▸ Activity
The expected response is a copy of every line in the entries below that includes the word "loose".
::: Material supplied
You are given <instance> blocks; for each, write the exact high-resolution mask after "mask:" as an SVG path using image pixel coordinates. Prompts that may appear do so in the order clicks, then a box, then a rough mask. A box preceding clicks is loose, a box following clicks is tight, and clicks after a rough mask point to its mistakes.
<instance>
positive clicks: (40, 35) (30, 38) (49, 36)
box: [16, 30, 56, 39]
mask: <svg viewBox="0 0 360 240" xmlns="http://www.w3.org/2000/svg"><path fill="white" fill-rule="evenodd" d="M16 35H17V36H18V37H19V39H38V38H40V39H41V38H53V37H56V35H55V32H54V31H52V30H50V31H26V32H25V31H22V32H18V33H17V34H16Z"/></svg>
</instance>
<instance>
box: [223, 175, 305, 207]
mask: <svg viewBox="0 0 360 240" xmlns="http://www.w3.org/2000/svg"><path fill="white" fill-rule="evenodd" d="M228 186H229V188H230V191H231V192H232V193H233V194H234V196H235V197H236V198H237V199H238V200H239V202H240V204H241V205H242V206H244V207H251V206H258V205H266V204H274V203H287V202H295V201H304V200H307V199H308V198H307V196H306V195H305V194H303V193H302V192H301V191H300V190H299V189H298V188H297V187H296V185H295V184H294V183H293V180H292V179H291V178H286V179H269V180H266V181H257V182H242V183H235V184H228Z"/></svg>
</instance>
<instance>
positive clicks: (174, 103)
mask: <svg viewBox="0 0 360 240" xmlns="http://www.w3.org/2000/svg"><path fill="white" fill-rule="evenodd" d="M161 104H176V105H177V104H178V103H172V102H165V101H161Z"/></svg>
::::::
::: Material supplied
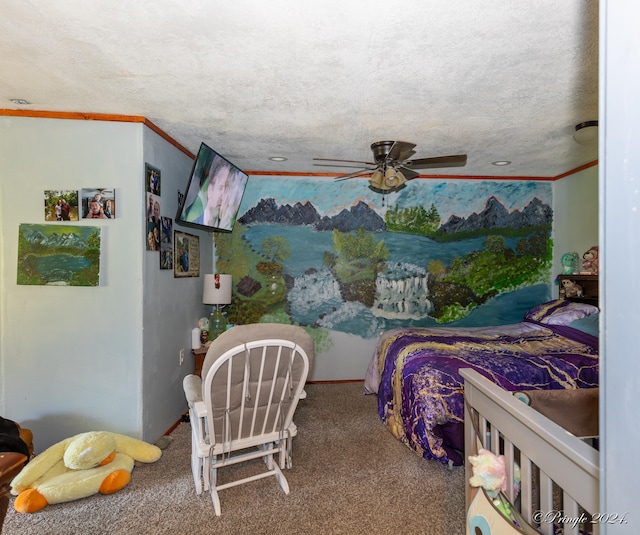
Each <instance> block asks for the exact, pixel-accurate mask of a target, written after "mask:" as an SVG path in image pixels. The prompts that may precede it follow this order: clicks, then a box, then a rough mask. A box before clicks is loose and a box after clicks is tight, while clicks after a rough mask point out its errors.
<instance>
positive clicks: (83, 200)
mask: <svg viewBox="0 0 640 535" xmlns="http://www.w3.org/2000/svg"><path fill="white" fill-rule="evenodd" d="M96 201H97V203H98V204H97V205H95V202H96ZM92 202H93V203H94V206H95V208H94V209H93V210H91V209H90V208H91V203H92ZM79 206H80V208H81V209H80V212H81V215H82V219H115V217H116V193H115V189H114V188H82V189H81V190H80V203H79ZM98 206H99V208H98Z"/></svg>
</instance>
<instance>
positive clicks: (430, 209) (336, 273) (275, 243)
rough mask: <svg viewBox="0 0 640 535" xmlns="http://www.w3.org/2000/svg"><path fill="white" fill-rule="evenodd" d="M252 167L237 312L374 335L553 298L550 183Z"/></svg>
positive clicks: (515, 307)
::::::
::: Material supplied
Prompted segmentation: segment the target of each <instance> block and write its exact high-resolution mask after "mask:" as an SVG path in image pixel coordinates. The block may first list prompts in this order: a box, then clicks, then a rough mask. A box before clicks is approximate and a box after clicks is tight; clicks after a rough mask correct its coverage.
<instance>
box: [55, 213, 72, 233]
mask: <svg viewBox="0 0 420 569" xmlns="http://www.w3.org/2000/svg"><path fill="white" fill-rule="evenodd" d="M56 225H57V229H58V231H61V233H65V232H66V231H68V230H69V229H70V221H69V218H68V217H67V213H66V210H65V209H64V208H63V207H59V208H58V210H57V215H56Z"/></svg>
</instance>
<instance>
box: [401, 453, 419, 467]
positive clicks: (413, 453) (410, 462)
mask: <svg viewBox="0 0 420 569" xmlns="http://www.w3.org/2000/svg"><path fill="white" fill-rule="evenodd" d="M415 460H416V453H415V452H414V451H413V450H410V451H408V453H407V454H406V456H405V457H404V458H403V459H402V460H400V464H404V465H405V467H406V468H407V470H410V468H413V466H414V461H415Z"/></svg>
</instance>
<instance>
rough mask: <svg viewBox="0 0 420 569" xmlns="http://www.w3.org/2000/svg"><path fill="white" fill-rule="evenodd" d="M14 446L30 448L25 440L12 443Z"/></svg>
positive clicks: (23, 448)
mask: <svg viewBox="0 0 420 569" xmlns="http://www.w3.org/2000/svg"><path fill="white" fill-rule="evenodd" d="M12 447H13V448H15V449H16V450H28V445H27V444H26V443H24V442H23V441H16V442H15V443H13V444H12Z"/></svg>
::::::
▸ Expected output
You are given <instance> blocks; for each, write the exact high-resolution mask after "mask:" as an SVG path using image pixel coordinates. Prompts that may appear do so in the order clicks, then a box, then a rough mask. A box preceding clicks is loose, a box following clicks is tight, and clicks after a rough mask point to its mistakes.
Each <instance> block asks for the exact, pixel-accurate mask of a target, written after "mask:" as an SVG path in image pixels. The prompts that may precede it follow this order: clicks, then a box, then a rough mask. A box before clicks is loose and a box after clicks is tight, while clicks after a rough mask point out its errors.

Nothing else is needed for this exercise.